Task prompt:
Starting from the top of the entries below and ending with the line containing "find the coat sleeve in the photo above", restate every line word for word, pictures omitted.

(Beginning of Data for this task)

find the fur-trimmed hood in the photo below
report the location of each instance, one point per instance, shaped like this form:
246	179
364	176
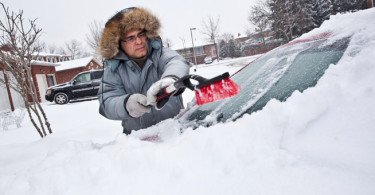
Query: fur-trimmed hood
121	23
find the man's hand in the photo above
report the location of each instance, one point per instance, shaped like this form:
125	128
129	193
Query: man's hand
156	87
136	105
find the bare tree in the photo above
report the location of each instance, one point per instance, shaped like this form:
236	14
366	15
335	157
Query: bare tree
92	39
51	49
226	37
211	30
74	49
19	43
259	16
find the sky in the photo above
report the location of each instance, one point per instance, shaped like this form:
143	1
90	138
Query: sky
319	141
66	20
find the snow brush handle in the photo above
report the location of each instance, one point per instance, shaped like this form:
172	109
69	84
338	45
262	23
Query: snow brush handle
184	82
163	96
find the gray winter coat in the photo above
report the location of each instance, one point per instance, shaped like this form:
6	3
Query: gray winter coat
124	77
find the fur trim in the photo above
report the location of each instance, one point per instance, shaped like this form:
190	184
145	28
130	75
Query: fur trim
123	22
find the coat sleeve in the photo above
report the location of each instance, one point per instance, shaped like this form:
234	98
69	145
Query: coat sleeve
173	64
111	96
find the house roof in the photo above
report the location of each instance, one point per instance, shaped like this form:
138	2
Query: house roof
75	63
44	54
188	44
43	63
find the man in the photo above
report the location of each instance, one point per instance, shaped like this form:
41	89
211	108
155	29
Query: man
138	67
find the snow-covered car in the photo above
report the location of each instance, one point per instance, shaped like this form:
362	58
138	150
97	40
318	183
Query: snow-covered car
85	84
276	75
208	60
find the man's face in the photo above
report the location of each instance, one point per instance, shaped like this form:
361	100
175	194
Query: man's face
134	43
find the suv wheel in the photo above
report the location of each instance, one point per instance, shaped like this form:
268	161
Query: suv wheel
61	98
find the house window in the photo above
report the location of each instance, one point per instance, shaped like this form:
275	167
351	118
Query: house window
199	51
51	80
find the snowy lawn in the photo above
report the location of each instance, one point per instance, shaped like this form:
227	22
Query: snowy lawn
321	141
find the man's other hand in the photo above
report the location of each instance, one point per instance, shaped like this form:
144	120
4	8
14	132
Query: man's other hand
136	105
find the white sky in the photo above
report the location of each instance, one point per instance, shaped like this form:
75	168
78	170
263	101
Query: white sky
65	20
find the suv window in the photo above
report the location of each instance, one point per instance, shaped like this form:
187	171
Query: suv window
97	74
83	77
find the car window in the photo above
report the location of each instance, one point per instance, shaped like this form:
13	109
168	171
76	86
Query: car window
97	74
275	75
85	77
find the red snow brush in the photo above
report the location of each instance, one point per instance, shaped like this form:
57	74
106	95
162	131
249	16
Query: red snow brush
207	90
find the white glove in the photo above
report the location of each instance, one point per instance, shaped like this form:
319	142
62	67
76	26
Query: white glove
136	105
156	87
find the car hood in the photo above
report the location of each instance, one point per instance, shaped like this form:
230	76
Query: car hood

(End of Data for this task)

Answer below:
find the fur-trimmed hood in the photo below
report the location of each instance, one point per instance, shaped like this form:
246	179
364	176
Query: fur-trimmed hood
121	23
find the man's hand in the photo above
report the location of each instance, one point per instance, shaped like this form:
125	128
129	193
Query: man's hand
156	87
136	105
find the bare tree in the photo above
report the location of each instance, one point per instance, shaped like this form:
236	14
366	15
335	157
Query: bare tree
92	39
51	49
226	37
211	30
74	49
19	43
259	16
find the sky in the photo above
report the location of each instance, one point per instance, shaped like this form:
143	1
90	138
Query: sky
319	141
66	20
find the snow brush handle in the photo above
report the location of each instance, one point per instance, shaped like this form:
172	109
69	84
338	45
262	23
Query: snow brush handle
184	82
163	96
find the gray winter coat in the photo above
report the location of each instance, one point per instance, shaped like this form:
6	3
Query: gray winter coat
124	77
find the fur trim in the photo above
report the location of each instance, one point per instance, shaped like this form:
190	184
145	28
130	75
Query: fur trim
123	22
find the coat sleeve in the photo above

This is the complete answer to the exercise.